Relatives of migrants, who went missing after an overloaded trawler capsized and sank in the Ionian Sea, wait to provide DNA samples at a hospital in Bandli village, in Pakistan-administered Kashmir on June 20, 2023. (Photo by SAJJAD QAYYUM/AFP via Getty Images)
NINE Egyptians suspected of being people smugglers connected with the deadly sinking of an overloaded migrant boat off Greece have been charged with human trafficking and remanded, a Greek legal source said on Tuesday (20).
The men were arrested last week in the port of Kalamata after surviving the disaster, which killed at least 82 people with hundreds more missing in one of the eastern Mediterranean’s worst tragedies in recent years.
The suspects are aged between 20 and 40 years and face charges of manslaughter and forming a criminal organisation. They face a sentence of up to life imprisonment if found guilty.
The men denied the charges during a hearing before a magistrate in Kalamata that lasted more than 10 hours on Tuesday, the legal source added.
Officials say the migrants aboard the boat which capsized in the Ionian Sea last week had departed from Libya towards Italy.
The authorities still have no clear idea how many people were aboard the boat when it sank – estimates range from 400 to more than 700.

Dataset items:
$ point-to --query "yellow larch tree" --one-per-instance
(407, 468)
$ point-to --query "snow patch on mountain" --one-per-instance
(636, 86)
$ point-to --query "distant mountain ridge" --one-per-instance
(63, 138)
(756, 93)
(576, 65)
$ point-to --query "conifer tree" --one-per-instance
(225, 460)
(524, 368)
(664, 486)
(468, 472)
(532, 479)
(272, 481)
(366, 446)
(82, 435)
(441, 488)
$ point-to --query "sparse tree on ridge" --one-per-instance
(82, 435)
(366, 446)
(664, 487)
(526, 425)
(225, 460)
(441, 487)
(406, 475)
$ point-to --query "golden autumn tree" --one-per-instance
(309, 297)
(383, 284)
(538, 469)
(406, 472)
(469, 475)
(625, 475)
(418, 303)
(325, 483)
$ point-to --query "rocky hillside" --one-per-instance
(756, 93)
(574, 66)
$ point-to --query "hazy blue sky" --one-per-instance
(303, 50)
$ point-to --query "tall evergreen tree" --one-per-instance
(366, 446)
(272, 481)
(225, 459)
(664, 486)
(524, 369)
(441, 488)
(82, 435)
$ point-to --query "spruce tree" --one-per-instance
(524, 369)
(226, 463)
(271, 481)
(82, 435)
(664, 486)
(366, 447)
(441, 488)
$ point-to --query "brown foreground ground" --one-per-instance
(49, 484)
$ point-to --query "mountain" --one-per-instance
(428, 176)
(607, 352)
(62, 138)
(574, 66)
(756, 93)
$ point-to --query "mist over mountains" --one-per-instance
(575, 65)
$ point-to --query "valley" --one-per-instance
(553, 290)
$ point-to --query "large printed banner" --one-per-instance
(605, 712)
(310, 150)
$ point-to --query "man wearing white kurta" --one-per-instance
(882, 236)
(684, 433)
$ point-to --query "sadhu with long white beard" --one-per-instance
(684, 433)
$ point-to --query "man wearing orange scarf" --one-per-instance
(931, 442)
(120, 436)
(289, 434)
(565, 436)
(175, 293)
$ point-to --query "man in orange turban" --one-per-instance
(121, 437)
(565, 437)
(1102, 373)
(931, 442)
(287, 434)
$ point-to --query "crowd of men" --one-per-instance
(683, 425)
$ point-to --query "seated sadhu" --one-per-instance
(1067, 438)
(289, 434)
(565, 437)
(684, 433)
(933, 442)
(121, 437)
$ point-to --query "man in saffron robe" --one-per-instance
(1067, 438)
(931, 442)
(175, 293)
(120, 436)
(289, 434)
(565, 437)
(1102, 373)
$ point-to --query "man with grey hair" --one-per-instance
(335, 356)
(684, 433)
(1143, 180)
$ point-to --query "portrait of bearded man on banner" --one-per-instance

## SET OF TASKS
(1) According to the article about the migrant boat sinking, where did the boat depart from, and where was it headed?
(2) List every charge the article about the migrant boat sinking says the nine suspects face.
(3) Pick up the article about the migrant boat sinking right after its final sentence and keep writing.
The records have nothing to do with the article about the migrant boat sinking.

## ANSWERS FOR THE TASKS
(1) It departed from Libya toward Italy.

(2) Human trafficking, manslaughter, and forming a criminal organization.

(3)
A Greek navy frigate, a patrol boat and four other vessels on Tuesday searched the waters off the Peloponnese peninsula where the migrants disappeared.
But the hopes of finding any more survivors are scant a week on from the disaster.
A total of 78 bodies were recovered the day after the shipwreck. Three more were discovered on Monday (19) and another on Tuesday, bringing the official death toll to 82.
There are fears hundreds more people were onboard and have not yet been found.
As many as 104 people have been rescued and taken to Kalamata. The survivors are mainly from Syria, Egypt and Pakistan.
In Pakistan, 14 people have been arrested on suspicion of trafficking. The country’s interior minister Rana Sanaullah said DNA samples were being collected from families who wanted to come forward voluntarily. They will be sent to Greece to help with identification.